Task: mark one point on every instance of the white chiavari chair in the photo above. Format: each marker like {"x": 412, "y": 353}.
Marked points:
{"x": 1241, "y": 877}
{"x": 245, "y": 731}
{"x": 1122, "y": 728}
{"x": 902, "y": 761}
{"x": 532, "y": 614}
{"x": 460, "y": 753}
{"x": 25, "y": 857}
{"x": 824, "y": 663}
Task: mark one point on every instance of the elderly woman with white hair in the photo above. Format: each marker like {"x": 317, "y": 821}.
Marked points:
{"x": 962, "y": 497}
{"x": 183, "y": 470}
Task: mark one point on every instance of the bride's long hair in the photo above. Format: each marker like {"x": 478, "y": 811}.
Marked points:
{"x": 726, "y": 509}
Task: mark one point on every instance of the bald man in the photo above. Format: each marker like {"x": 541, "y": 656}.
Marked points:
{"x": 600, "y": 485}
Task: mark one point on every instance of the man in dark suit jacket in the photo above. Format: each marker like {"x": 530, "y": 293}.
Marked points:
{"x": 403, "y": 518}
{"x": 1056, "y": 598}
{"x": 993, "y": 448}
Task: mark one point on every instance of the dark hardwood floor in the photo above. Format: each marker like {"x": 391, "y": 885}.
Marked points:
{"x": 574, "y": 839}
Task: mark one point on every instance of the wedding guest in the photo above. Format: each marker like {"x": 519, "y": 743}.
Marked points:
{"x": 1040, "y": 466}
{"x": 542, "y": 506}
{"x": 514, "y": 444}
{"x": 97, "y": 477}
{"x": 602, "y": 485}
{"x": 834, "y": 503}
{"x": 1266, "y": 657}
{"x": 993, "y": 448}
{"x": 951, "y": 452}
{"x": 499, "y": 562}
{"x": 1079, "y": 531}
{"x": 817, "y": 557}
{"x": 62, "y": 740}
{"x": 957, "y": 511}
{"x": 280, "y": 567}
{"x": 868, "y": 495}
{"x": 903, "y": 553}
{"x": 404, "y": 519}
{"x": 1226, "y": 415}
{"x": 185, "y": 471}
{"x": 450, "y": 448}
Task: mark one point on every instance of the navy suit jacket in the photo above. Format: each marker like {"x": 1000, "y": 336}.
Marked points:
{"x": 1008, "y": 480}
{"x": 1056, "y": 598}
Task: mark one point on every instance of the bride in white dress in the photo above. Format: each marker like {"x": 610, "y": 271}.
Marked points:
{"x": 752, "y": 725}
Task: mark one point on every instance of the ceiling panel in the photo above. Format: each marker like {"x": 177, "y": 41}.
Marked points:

-*-

TASK STATEMENT: What is needed is an exact copy of the lines from the one containing "Task: mark one point on every instance of the ceiling" through the last line of the records, and nothing else.

EXPECTED ANSWER:
Task: mark one point on every instance of the ceiling panel in the photo above. Format: each marker like {"x": 177, "y": 41}.
Marked points:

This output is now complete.